**SUPPLIED MATERIAL:**
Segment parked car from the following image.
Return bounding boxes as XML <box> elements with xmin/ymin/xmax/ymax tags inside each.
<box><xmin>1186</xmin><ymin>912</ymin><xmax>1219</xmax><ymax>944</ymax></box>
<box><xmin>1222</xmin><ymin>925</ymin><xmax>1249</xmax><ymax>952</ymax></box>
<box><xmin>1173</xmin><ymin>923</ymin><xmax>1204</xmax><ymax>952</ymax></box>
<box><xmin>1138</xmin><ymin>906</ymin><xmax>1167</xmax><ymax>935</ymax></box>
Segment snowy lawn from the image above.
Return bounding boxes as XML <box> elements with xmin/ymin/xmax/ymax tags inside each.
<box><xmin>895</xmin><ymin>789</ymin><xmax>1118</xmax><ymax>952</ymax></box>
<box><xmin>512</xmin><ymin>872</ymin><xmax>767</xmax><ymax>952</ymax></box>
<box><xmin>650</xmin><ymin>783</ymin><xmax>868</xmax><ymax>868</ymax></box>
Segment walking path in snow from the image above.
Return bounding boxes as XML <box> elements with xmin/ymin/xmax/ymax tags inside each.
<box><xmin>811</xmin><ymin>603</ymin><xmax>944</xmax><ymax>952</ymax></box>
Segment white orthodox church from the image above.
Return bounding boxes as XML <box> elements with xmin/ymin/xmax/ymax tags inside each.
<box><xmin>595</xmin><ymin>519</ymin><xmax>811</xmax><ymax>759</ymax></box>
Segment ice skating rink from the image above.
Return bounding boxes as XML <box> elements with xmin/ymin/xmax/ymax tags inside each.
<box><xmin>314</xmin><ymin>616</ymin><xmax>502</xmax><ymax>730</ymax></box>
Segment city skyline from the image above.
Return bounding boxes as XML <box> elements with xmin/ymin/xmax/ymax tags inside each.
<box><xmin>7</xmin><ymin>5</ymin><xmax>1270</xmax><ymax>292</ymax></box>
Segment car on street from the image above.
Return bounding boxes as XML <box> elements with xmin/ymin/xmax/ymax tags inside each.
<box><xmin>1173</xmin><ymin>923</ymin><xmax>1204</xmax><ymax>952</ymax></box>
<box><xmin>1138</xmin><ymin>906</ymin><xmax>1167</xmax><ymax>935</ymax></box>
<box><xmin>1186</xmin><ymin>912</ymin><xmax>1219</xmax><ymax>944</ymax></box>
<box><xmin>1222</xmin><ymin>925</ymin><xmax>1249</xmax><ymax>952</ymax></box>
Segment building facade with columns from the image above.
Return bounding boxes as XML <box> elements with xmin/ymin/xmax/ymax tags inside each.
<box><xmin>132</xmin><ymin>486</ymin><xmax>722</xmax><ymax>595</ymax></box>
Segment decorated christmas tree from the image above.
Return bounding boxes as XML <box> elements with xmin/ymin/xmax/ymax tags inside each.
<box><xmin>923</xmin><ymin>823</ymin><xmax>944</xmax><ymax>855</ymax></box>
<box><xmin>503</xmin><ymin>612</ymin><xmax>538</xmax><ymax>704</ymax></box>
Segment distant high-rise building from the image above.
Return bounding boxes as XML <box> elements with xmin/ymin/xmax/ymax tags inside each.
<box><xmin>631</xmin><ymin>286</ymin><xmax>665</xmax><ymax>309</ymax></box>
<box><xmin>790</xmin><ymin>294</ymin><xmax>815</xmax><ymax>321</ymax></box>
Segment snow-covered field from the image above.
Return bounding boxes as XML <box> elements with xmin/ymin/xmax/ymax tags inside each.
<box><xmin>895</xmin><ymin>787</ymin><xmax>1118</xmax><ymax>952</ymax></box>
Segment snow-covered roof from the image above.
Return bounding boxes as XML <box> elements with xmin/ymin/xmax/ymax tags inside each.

**CHALLENGE:**
Reproduce every one of the rows above verbatim, keeping their original order.

**WRITTEN RESPONSE:**
Segment parked car from the following image.
Return bounding boxes as XML <box> elements with xmin/ymin/xmax/ymax tags inside each.
<box><xmin>1186</xmin><ymin>912</ymin><xmax>1219</xmax><ymax>944</ymax></box>
<box><xmin>1222</xmin><ymin>925</ymin><xmax>1249</xmax><ymax>952</ymax></box>
<box><xmin>1173</xmin><ymin>923</ymin><xmax>1204</xmax><ymax>952</ymax></box>
<box><xmin>1138</xmin><ymin>906</ymin><xmax>1167</xmax><ymax>935</ymax></box>
Segment snowy lawn from the image above.
Return bounding boxes as XML <box> elements with xmin/ymin/xmax/ymax tags inside each.
<box><xmin>895</xmin><ymin>789</ymin><xmax>1118</xmax><ymax>952</ymax></box>
<box><xmin>512</xmin><ymin>872</ymin><xmax>767</xmax><ymax>952</ymax></box>
<box><xmin>650</xmin><ymin>783</ymin><xmax>868</xmax><ymax>868</ymax></box>
Segment walking path in snow from the image above.
Return bounding boxes as XML <box> elements with xmin/ymin/xmax/ymax tags inside each.
<box><xmin>811</xmin><ymin>603</ymin><xmax>944</xmax><ymax>952</ymax></box>
Segment white orthodox church from the image above.
Return bounding boxes as XML <box> elements with xmin/ymin/xmax/ymax tags inside each.
<box><xmin>595</xmin><ymin>519</ymin><xmax>811</xmax><ymax>759</ymax></box>
Segment ice skating rink from the image above.
Return bounding boxes as XML <box> elements with xmin/ymin/xmax/ymax tags inside each.
<box><xmin>314</xmin><ymin>616</ymin><xmax>502</xmax><ymax>730</ymax></box>
Segment city skyline from the image above.
Return bounding boxes as XML <box> elements with xmin/ymin/xmax/ymax tags inside each.
<box><xmin>7</xmin><ymin>5</ymin><xmax>1270</xmax><ymax>292</ymax></box>
Segment car on street from the image above.
Return bounding boxes as XML <box> elements with xmin/ymin/xmax/ymax tags inside each.
<box><xmin>1173</xmin><ymin>923</ymin><xmax>1204</xmax><ymax>952</ymax></box>
<box><xmin>1138</xmin><ymin>906</ymin><xmax>1167</xmax><ymax>935</ymax></box>
<box><xmin>1186</xmin><ymin>912</ymin><xmax>1219</xmax><ymax>944</ymax></box>
<box><xmin>1222</xmin><ymin>925</ymin><xmax>1249</xmax><ymax>952</ymax></box>
Segment building facade with columns from the image above.
Return bounding boxes as XML <box> elements with xmin/ymin/xmax/ymax tags inside each.
<box><xmin>132</xmin><ymin>486</ymin><xmax>722</xmax><ymax>595</ymax></box>
Segment decorated christmas tree from the image above.
Return bounding boxes as XML <box> elements with xmin/ymin/xmax/ymax tags inside each.
<box><xmin>923</xmin><ymin>823</ymin><xmax>944</xmax><ymax>855</ymax></box>
<box><xmin>503</xmin><ymin>612</ymin><xmax>538</xmax><ymax>704</ymax></box>
Segment distant high-rise building from the image above.
Return bounding boxes as XML <box> elements with xmin/ymin/xmax/ymax tags inside each.
<box><xmin>631</xmin><ymin>286</ymin><xmax>665</xmax><ymax>309</ymax></box>
<box><xmin>790</xmin><ymin>294</ymin><xmax>815</xmax><ymax>321</ymax></box>
Segment snow-covered field from the image above.
Return bounding boxes as XML <box> elements with xmin/ymin/xmax/ymax tags inside each.
<box><xmin>895</xmin><ymin>787</ymin><xmax>1118</xmax><ymax>952</ymax></box>
Segment snow-covered roof from the image above.
Return bounding boxes as XML <box> elements with xmin/ymin/xmax/ymax tags inside each.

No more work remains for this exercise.